Signs of Bullish Life in Copper

Copper trades on the CME’s COMEX division in the futures market. Meanwhile, the most liquid copper market is the London Metals Exchange or the LME. The LME offers a three-month copper forward contract. While futures allow delivery during the delivery period when futures expire, LME forwards permits the physical transfer, as contracts can settle each business day. The LME provides far more flexibility for producer and consumer hedging. 

Market participants have many options for investing or trading copper. ETF and ETN products trade on the US stock market and shares of copper producers can enhance price moves as they often outperform the price action in the metal on the upside and underperform when copper corrects. 

Copper corrected from its all-time peak

COMEX copper futures reached a record peak in March 2022 when the price traded to $5.01 per pound. 

The chart highlights that copper futures ran out of upside steam at just over $5 and declined to a low of $3.15 in July, a 37.1% drop. Copper futures were sitting at the $3.4170 per pound level on October 28, in the middle of the recent consolidation trading range. 

Copper has been consolidating over the past months

From a short-term perspective, copper has been consolidating since reaching the July low.

The chart illustrates COMEX December copper’s trading range between $3.1355 and $3.7835 since July. At below the $3.42 level on October 28, copper was just under the midpoint at the end of last week. A move above the $3.60 level would end the pattern of lower highs that has been in place since the March 2022 high. If copper rallies above $3.80 per pound, it will signal a technical breakout and a return to the longer-term bullish trend. 

The three compelling reasons for upside exposure to the red metal

At least three factors favor a return to bullish price action in the COMEX copper futures and LME copper forward markets:

  • In 2021, Goldman Sachs’ analysts called copper the “new oil” because of its role in the green energy revolution. Copper is critical in electric vehicles, wind turbines, and other green energy initiatives. Rising demand for addressing climate change supports higher copper prices. 
  • Increasing copper demand will lead to more production, but it takes the better part of a decade to bring new copper mines into full production. As the demand side of the fundamental equation increases, supply must keep pace. The 2021 Goldman Sachs research report forecast that copper’s price will rise to $15,000 per ton in the coming years, translating to a $6.80 per pound level on the nearby COMEX futures contract.

Data section.
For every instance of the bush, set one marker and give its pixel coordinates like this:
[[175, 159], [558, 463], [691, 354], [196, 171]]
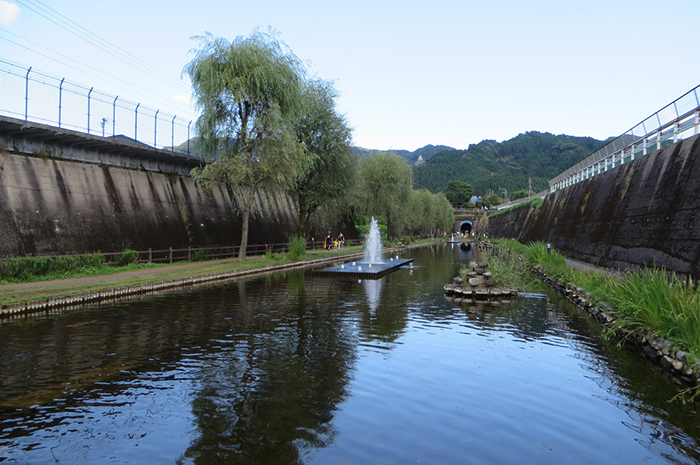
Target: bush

Work to complete.
1. In the copper article, what low did COMEX copper futures fall to in July?
2. Pick up the copper article after its final sentence and write what comes next.

Response list.
1. $3.15 per pound.

2.
  • The long-term trend dating back to the early part of this century remains bullish, and the trend is always your best friend in markets. Before 2005, COMEX copper futures never traded above the $1.6475 1988 high. 

Meanwhile, inflation is causing production costs to rise, putting upward pressure on copper’s price. Copper’s balance sheet remains tight, and the trend in LME copper inventories highlights the fundamental strains facing the nonferrous metal. 

Source: LME/Kitco

The chart shows that LME copper stockpiles have made lower highs over the past five years, reflecting the increasing worldwide demand and copper’s tightening balance sheet. 

ETF and ETN products follow copper prices

The most direct route for a copper investment or trading risk position is via the COMEX futures and futures options or the LME forwards and forward options. Meanwhile, two products trading on the stock market move higher and lower with copper’s price:

  • At $20.70 per share, the US Copper ETF product (CPER) had $164.490 million in assets under management. CPER trades an average of 141,668 shares daily and charges a 1.08% management fee. 
  • At $17.20 per share, the iPath Series B Copper Subindex TR ETN product (JJC) had $57.89 million in assets under management. JJC trades an average of 26,785 shares daily and charges a 0.45% management fee. 

While the ETN carries a lower management fee than the ETF, buyers assume the additional risk of the ETN issuer. However, both products do an excellent job of tracking copper’s price action on the up and downside. 

FCX and SCCO are leading copper producers

Mining companies tend to magnify copper’s price action on the up and downsides, outperforming the price on a percentage basis during rallies and underperforming during downside corrections. Two leading copper producers that follow the metal’s price with leverage are:

  • Freeport McMoRan (FCX) is a leading copper producer. At $31.80 per share on October 28, FCX had an over $46.79 billion market cap and trades nearly 16 million shares daily. FCX pays shareholders a $0.30 dividend, translating to a 0.94% yield. 
  • Southern Copper Corporation (SCCO) is another top global copper producer. At $47.20 per share on October 28, SCCO had a $37.38 billion market cap. SCCO trades an average of over 1.6 million shares daily and pays shareholders a $3 dividend, translating to a 6.36% yield. 

The fundamentals favor a higher copper price over the coming years. Rising interest rates and a strong US dollar, the pricing benchmark for copper, have weighed on the price since the March 2022 all-time high. I favor a long position in copper, leaving plenty of room to add on further declines. 

The CPER ETF, JJC ETN, FCX, SCCO, or other copper-related instruments will reflect the red nonferrous metal’s price action over the coming months and years. The recent price action has been constructive, with copper moving above the midpoint of the short-term trading range. A move above $3.80 per pound could lead to new all-time highs and a rally towards Goldman Sach’s target at the $6.80 per pound level on the nearby COMEX futures contract.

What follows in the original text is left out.